Computer scientists have developed Emu, an algorithm that uses long reads of genomes to identify the species of bacteria in a community. The programme could simplify sorting harmful from helpful bacteria in microbiomes like those in the gut or in agriculture and the environment. Emu, their microbial community profiling software, effectively identifies bacterial species by leveraging long DNA sequences that span the entire length of the gene under study. The Emu project, led by computer scientist Todd Treangen and graduate student Kristen Curry of Rice’s George R. Brown School of Engineering, facilitates the analysis of a key gene microbiome researchers use to sort out species of bacteria that could be harmful or helpful to humans and the environment. Their target, 16S, is a subunit of the rRNA (ribosomal ribonucleic acid) gene, whose usage was pioneered by Carl Woese in 1977. This region is highly conserved in bacteria and archaea and also contains variable regions that are critical for separating distinct genera and species.
“It’s commonly used for microbiome analysis because it’s present in all bacteria and most archaea,” said Curry, in her third year in the Treangen group. “Because of that, there are regions that have been conserved over the years that make it easy to target.” “In DNA sequencing, we need parts of it to be the same in all bacteria so we know what to look for, and then we need parts to be different so we can tell bacteria apart.” “Years ago, we tended to focus on bad bacteria or what we thought was bad, and we didn’t care about the others,” Curry said. But there’s been a shift in the last 20 years to where we think maybe some of those other bacteria hanging out mean something.

▶ INFORMATION PROVIDED:
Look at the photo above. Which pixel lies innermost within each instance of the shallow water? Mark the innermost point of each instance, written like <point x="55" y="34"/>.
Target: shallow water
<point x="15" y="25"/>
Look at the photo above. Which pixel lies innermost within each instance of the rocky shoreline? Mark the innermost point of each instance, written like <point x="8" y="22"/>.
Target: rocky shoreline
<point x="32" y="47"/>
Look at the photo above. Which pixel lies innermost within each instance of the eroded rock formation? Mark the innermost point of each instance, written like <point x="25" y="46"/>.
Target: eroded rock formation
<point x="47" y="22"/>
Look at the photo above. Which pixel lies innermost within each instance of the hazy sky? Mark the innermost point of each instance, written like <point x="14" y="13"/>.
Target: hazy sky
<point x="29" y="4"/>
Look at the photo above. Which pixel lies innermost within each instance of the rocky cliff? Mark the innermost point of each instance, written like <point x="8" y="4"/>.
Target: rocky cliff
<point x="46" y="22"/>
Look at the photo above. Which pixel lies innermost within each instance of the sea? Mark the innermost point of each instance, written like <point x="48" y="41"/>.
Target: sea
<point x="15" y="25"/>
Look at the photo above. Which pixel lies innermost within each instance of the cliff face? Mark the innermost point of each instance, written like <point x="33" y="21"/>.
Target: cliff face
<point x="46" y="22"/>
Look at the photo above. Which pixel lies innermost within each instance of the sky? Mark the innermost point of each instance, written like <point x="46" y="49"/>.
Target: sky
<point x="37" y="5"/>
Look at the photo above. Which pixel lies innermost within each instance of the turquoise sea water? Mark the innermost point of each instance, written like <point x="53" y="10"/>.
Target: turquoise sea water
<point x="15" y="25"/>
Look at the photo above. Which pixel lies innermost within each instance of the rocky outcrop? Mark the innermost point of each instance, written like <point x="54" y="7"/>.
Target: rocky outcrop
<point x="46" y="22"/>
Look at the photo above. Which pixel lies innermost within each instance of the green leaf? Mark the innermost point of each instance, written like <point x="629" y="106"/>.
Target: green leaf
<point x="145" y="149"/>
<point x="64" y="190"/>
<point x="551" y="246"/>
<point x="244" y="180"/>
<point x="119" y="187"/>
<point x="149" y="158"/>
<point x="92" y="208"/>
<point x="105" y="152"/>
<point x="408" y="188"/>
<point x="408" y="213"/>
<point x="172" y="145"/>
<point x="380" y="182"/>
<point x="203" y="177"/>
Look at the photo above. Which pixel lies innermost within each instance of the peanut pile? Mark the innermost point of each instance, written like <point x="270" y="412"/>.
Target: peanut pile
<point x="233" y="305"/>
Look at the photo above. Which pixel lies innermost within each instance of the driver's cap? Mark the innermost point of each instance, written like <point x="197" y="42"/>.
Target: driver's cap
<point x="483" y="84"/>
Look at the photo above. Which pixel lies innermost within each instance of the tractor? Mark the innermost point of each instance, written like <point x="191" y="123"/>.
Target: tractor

▶ ASSIGNMENT 1: Can you condense the paragraph of the Emu article that begins "Computer scientists have developed Emu" into a short bulleted list that keeps its main facts?
▶ ASSIGNMENT 2: Could you continue the Emu article from where it stops?

▶ EXPECTED OUTPUT 1:
- Emu is an algorithm for microbial community profiling. It identifies the bacterial species in a community using long DNA reads that span the entire gene under study.
- It could make it simpler to sort harmful from helpful bacteria in microbiomes such as the gut, agriculture and the environment.
- Computer scientist Todd Treangen and graduate student Kristen Curry of Rice's George R. Brown School of Engineering lead the project.
- Its target is 16S, a subunit of the rRNA gene. Carl Woese pioneered its use in 1977.
- 16S is highly conserved in bacteria and archaea. It also has variable regions that are critical for separating distinct genera and species.

▶ EXPECTED OUTPUT 2:
“Commonly studied environments include water, soil, and the intestinal tract, and microbes have been shown to affect crops, carbon sequestration, and human health.” Emu, the name drawn from its task of “expectation-maximization,” analyses full-length 16S sequences from bacteria processed by an Oxford Nanopore MinION handheld sequencer and uses sophisticated error correction to identify species based upon nine distinct “hypervariable regions.” “With previous technology, we could only read part of the 16S gene,” Curry explained. “It has roughly 1,500 base pairs, and with short-read sequencing, you can only sequence up to 25%–30% of this gene.” However, you need the full-length gene to attain species-level precision.” But even the newest technology isn’t perfect, allowing errors to slip into sequences.
While error rates have dropped in recent years, they can still have up to 10% error inside an individual DNA sequence, while species can be separated by a handful of differences in their 16S gene,” said Treangen, an assistant professor of computer science who specialises in tracking infectious diseases. Distinguishing sequencing errors from true differences represented the main computational challenge of this research project.